=== TEXT BLOCK ===

In 1999, the board agreed to a change in which the top 4 percent
of graduates from each high school in the state would be accepted, as of
this year.
Last fall, the system's president, Richard C. Atkinson, proposed
extending offers of admission to students in the top 12.5 percent of every
high-school graduating class in the state if the students completed two years
at a California community college first. That proposal is under review by
faculty leaders.
Early last week, Mr. Atkinson proposed what might be the biggest
change yet: dropping the requirement that applicants take the SAT, the most
widely used college-entrance exam.
If that idea becomes reality, the prestigious, 170,000-student
system, which helped the standardized test gain national prominence more
than three decades ago, would become the first large public university with
competitive admissions to drop the SAT.
In a speech here to hundreds of college presidents at a meeting
of the American Council on Education, Mr. Atkinson said the SAT is "distorting
educational priorities" by forcing students to spend too much time preparing
for it. In place of the SAT, which is divided into math and verbal sections,
he suggested that the faculty and regents of the university system adopt
a less quantitative, more "holistic" set of admissions criteria, which would
recognize a wider range of academic and individual achievement. Those criteria
would include tests that measure specific subject areas, like the SAT 2 (previously
known as achievement tests).
"Change is long overdue," Mr. Atkinson said in the speech.
His proposal could reach further than just the eight undergraduate
campuses of the University of California. Since the SAT scores of black and
Hispanic students are lower, on average, than those of other students, government
and college officials may try to eliminate the use of the test, in an effort
to broaden racial and geographic diversity in public colleges without using
racial preferences. Such preferences are banned in California, Texas, and
a few other states.

=== RAW DATA ===

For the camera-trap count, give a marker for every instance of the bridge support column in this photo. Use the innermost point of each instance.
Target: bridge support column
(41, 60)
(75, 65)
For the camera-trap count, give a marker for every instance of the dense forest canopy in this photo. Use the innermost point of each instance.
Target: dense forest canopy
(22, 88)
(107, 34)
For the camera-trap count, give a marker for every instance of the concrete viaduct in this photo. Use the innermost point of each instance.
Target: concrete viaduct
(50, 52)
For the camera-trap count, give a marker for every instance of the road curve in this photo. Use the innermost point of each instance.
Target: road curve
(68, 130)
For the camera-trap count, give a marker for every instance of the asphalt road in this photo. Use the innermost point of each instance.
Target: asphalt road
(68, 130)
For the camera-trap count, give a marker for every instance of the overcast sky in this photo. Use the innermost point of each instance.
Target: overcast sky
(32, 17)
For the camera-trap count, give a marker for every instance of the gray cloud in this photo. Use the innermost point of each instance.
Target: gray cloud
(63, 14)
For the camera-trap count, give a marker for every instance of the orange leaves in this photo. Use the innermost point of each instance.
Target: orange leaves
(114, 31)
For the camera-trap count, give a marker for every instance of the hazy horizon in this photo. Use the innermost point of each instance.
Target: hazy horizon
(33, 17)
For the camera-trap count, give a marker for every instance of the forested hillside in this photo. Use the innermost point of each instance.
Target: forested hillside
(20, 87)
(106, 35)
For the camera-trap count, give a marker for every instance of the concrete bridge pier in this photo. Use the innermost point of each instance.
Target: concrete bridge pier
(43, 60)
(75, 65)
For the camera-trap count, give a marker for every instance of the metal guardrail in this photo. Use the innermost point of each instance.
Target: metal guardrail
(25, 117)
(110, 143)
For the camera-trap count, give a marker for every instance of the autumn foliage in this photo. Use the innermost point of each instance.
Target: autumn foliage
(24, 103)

===

▶ **TO DO**:
From the passage on the University of California's admissions proposals, copy out everything from "In 1999, the" down to "used college-entrance exam.".

▶ **WRITTEN SOLUTION**:
In 1999, the board agreed to a change in which the top 4 percent
of graduates from each high school in the state would be accepted, as of
this year.
Last fall, the system's president, Richard C. Atkinson, proposed
extending offers of admission to students in the top 12.5 percent of every
high-school graduating class in the state if the students completed two years
at a California community college first. That proposal is under review by
faculty leaders.
Early last week, Mr. Atkinson proposed what might be the biggest
change yet: dropping the requirement that applicants take the SAT, the most
widely used college-entrance exam.